Reading text
Column: It’s the end time for Trumptimes, and never a better time to trade politics for culture
Andrew Breitbart, who founded the far-right website Breitbart and who died in 2012, coined an aphorism: “Politics is downstream from culture.” In other words, cultural commitments come first, political ones second.
If this is a useful maxim, it’s high time we asked: Why do we keep drinking the dirty downstream water? American politics in 2020 has been a filthy swill, suffused with corruption, madness and soulless cruelty. For the new year, let’s resolve to savor culture as beauty and intelligence, and call an end to “culture war” follies.
But first we have to understand Breitbart’s maxim. However odious the man was, the line resonates.
Even trivial-seeming cultural preferences can lay the groundwork for politicking — look no further than the Disco Sucks phenomenon of the 1970s. This was the ragtag “movement” in which white rock music fans in the heartland rose up, sometimes violently, against the new dance music, which was associated with cities, queer culture and people of color. At heart, Disco Sucks was a hazy form of what has hardened over the decades into contemporary white nationalism.

Dataset entries
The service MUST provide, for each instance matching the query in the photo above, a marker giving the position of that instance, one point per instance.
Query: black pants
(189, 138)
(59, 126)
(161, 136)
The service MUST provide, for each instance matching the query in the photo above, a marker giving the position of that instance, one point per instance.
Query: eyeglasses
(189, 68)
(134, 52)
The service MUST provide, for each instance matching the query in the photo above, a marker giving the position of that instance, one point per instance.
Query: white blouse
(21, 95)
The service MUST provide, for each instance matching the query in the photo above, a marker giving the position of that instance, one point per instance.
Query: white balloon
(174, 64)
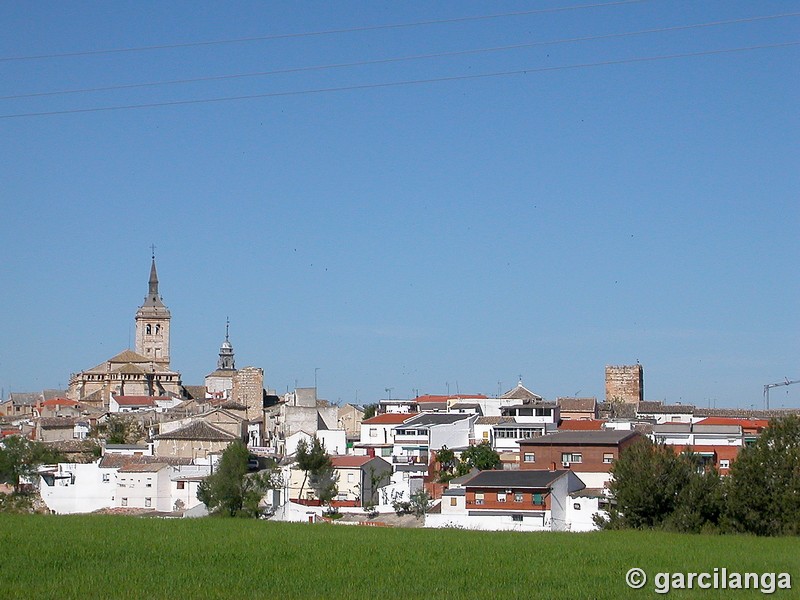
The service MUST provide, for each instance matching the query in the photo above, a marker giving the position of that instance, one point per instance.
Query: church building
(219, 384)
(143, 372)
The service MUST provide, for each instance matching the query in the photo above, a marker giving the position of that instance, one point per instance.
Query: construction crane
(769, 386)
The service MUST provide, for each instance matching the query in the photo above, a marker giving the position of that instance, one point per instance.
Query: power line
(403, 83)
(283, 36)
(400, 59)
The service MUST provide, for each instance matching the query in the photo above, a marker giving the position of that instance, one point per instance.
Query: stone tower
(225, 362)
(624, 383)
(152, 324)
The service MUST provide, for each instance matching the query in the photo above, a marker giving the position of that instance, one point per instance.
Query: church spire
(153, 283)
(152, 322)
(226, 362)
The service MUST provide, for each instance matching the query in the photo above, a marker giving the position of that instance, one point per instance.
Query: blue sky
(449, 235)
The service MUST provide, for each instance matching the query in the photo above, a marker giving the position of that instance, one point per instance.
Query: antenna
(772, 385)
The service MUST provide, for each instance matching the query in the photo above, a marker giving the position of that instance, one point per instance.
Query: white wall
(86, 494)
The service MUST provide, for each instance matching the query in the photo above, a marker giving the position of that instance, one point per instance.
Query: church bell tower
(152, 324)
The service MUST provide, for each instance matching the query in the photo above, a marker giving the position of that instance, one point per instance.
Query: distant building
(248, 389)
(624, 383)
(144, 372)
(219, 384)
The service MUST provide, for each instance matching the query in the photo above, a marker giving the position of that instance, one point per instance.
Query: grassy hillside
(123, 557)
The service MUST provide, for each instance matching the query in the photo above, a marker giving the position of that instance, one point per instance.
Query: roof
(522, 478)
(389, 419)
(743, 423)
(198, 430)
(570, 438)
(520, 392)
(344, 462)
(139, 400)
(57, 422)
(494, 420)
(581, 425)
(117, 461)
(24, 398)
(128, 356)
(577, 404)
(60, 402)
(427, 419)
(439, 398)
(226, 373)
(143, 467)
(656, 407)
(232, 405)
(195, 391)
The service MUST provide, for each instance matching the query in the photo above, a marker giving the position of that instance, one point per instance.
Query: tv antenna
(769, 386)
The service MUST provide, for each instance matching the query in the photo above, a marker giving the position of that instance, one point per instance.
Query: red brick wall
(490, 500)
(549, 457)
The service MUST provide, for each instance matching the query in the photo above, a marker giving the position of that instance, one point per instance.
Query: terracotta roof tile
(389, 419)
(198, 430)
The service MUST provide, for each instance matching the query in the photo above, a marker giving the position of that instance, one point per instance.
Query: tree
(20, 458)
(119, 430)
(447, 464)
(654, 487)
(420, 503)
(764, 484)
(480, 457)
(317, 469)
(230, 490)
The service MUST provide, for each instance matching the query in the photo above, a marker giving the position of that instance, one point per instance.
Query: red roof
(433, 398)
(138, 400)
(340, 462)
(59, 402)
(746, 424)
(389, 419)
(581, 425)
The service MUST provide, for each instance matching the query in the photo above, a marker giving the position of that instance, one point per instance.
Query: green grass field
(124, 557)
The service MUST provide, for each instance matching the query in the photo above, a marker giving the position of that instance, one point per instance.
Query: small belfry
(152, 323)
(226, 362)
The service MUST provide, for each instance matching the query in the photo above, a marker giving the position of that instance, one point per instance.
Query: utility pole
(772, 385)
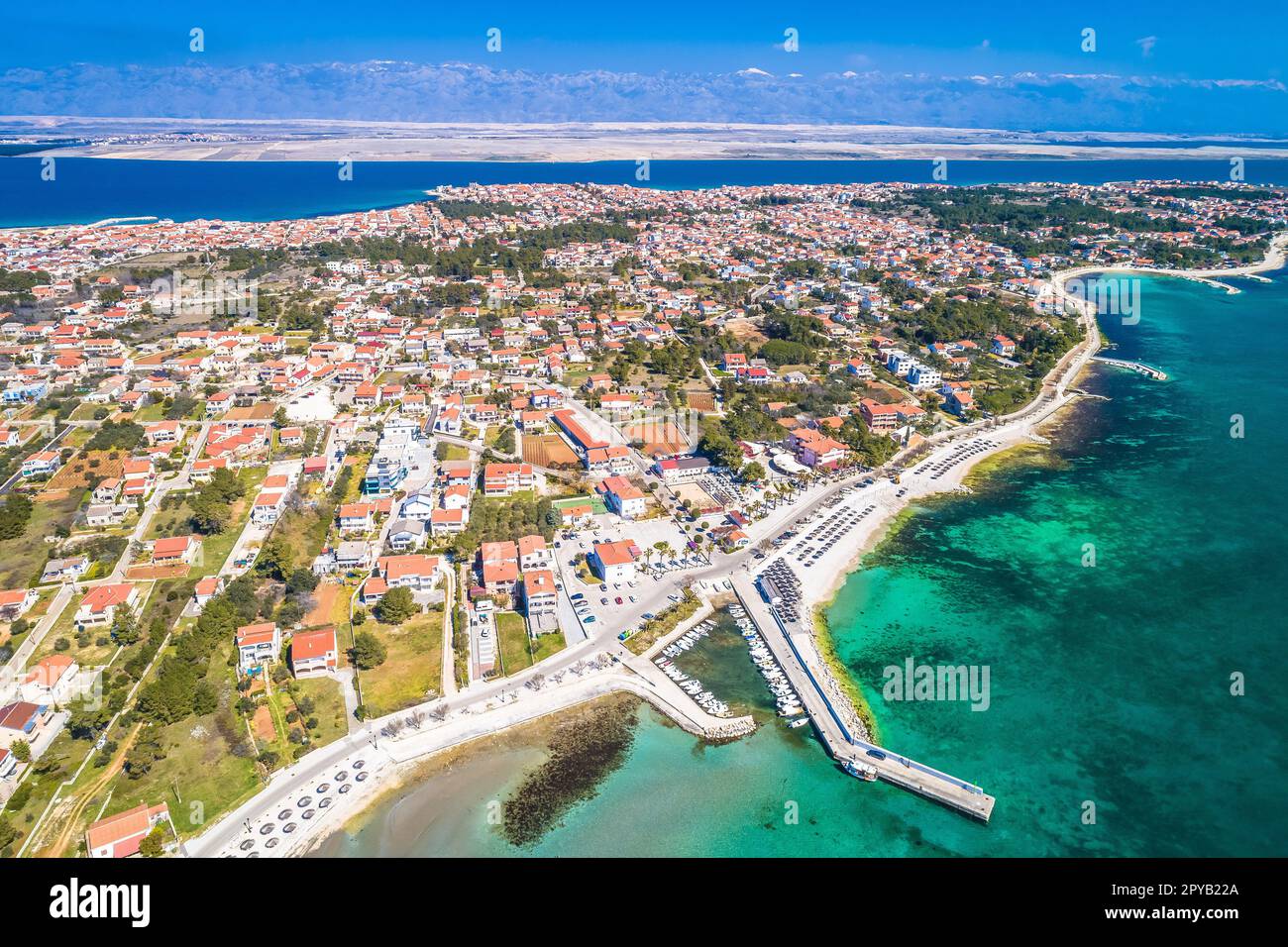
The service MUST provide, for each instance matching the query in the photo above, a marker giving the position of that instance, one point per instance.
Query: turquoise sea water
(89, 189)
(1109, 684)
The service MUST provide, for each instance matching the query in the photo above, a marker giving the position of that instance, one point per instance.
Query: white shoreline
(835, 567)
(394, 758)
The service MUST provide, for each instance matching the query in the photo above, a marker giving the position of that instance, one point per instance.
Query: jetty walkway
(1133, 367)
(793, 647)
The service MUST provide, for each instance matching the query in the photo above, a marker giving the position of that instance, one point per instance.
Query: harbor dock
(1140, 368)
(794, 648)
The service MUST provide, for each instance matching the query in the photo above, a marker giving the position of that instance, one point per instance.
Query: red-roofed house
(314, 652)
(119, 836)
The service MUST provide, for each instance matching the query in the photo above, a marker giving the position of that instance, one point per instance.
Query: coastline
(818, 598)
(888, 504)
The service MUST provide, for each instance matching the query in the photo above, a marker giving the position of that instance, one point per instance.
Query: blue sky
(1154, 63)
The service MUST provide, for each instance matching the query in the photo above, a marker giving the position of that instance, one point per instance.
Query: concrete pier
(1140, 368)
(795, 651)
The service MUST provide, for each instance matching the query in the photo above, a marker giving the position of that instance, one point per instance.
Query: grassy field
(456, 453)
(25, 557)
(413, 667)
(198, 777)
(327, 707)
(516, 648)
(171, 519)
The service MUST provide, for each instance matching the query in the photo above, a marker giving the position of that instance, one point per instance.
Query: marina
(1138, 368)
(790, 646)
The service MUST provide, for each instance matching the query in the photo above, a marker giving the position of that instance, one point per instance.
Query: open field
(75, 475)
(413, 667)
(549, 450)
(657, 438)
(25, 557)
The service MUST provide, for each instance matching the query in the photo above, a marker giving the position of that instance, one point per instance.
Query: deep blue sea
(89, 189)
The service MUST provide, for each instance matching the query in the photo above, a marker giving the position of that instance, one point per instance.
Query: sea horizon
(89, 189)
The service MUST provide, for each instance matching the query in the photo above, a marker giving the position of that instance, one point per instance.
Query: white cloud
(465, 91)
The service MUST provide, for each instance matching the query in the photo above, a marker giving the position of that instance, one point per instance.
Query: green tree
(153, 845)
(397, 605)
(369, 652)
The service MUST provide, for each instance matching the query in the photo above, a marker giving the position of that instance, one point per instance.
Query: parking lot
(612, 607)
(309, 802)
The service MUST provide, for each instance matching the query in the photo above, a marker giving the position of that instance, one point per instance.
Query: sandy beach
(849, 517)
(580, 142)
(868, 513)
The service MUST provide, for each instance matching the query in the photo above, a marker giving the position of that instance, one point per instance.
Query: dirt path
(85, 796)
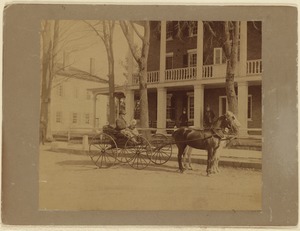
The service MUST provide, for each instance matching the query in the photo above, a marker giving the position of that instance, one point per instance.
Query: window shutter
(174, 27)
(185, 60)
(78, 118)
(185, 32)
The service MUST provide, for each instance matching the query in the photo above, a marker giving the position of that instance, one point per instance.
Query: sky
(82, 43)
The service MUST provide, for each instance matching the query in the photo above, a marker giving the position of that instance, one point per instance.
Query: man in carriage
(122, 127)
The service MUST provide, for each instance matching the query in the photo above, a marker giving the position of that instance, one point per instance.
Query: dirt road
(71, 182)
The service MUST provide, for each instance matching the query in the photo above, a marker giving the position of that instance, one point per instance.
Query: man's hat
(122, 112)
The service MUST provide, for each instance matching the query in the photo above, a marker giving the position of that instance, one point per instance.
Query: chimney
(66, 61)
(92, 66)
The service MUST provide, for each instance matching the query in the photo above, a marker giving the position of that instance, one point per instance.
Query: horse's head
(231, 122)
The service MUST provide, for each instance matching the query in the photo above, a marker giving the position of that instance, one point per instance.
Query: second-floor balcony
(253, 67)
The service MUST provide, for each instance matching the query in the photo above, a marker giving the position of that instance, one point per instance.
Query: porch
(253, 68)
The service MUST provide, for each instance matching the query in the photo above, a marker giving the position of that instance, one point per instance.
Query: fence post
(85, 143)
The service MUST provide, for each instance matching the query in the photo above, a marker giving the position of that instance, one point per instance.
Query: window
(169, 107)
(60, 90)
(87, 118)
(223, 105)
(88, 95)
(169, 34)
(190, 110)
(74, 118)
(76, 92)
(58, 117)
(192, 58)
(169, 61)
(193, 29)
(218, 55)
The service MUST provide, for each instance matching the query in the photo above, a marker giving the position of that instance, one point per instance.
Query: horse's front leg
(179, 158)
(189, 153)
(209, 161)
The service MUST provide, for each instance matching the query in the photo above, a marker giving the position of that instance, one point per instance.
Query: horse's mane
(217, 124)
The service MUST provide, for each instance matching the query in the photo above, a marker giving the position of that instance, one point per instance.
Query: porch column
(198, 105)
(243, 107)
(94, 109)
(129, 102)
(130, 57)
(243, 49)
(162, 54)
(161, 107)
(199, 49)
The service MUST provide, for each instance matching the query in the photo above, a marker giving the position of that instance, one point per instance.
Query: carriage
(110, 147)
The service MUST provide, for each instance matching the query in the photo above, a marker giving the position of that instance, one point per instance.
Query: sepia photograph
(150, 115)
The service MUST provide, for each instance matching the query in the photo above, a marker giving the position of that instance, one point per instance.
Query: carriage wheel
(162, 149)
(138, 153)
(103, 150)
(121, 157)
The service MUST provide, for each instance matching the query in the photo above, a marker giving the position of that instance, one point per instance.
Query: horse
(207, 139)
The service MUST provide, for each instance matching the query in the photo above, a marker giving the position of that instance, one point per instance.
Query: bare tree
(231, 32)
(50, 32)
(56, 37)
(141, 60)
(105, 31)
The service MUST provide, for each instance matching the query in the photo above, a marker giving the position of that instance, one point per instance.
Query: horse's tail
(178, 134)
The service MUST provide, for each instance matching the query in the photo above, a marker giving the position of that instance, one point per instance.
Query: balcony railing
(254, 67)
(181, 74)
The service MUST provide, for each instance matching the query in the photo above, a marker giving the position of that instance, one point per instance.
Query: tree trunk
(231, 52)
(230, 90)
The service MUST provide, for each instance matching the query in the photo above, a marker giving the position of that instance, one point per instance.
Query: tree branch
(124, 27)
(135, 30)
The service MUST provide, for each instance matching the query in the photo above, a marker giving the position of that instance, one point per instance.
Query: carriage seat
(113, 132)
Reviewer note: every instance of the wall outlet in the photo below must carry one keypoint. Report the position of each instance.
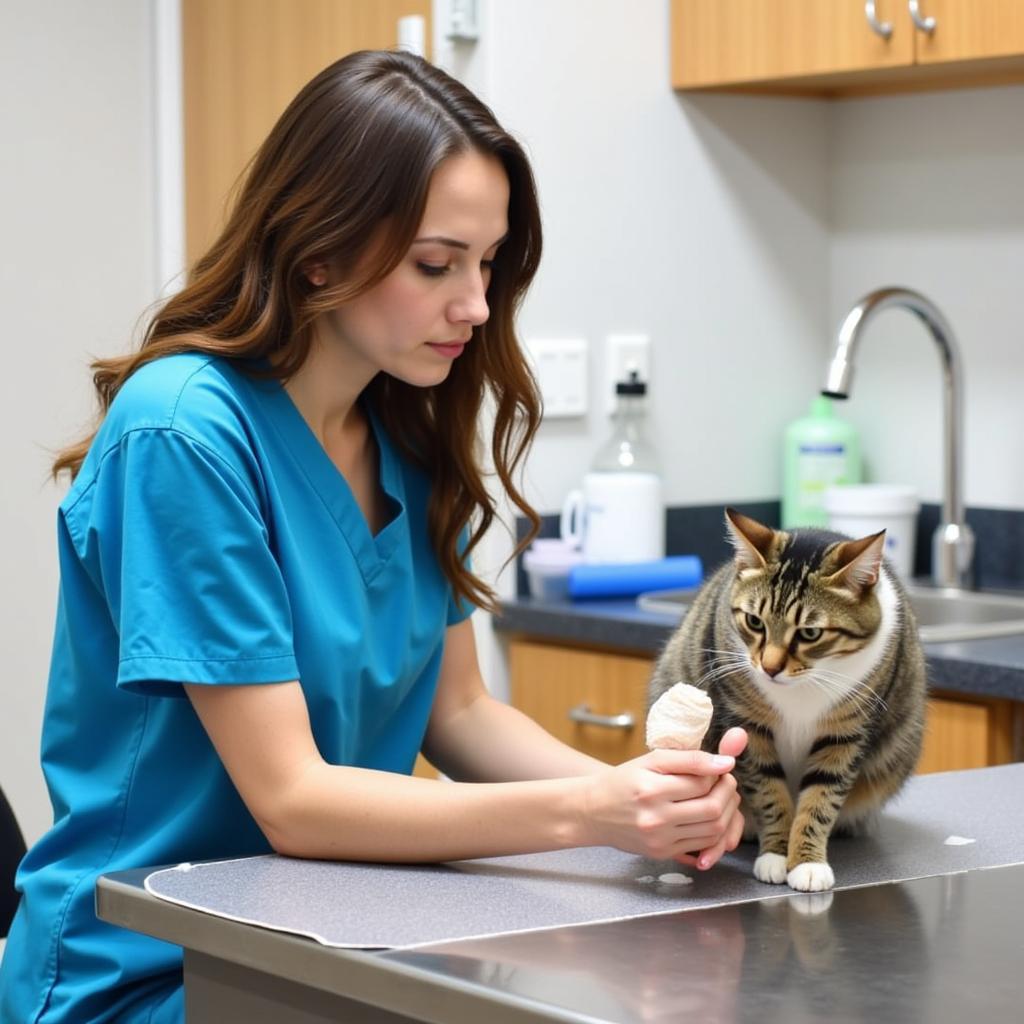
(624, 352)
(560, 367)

Exercise objective
Name everything the column says the new dance music of the 1970s was associated with.

Your response
Cities, queer culture and people of color.